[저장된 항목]
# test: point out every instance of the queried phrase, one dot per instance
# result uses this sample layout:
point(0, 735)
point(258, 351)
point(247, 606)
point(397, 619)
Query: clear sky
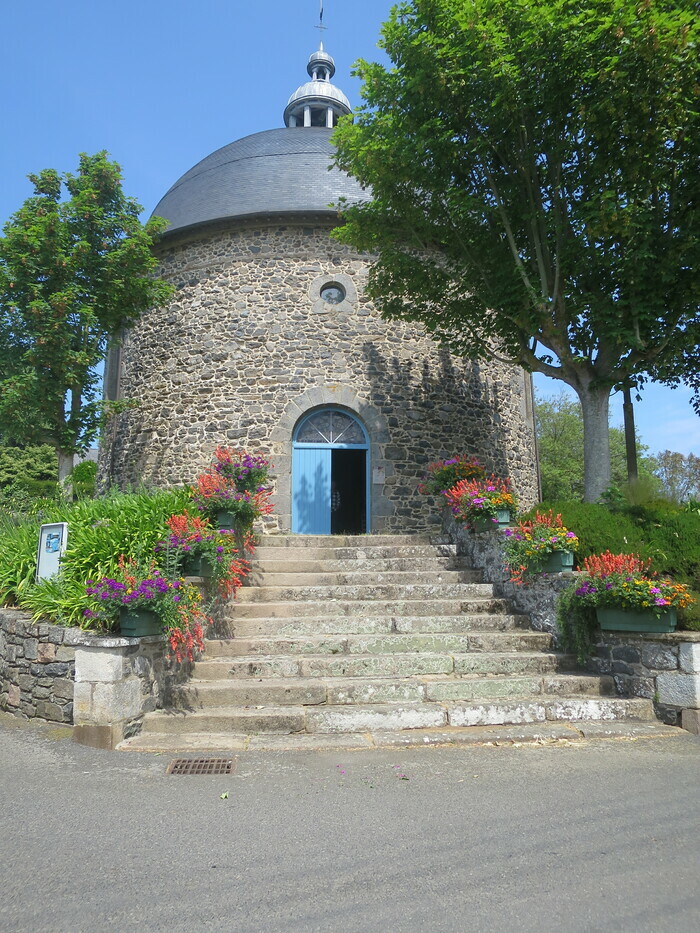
point(161, 84)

### 과제 내용
위의 기록을 모두 한 글자도 바꾸지 말고 그대로 다시 적어 내시오. 단, 그림은 답에 넣지 마시오.

### 풀이 답안
# test: point out every instance of the queried phrase, one dot per instance
# result uses this sample layout:
point(0, 735)
point(258, 351)
point(247, 606)
point(397, 619)
Query: clear sky
point(161, 84)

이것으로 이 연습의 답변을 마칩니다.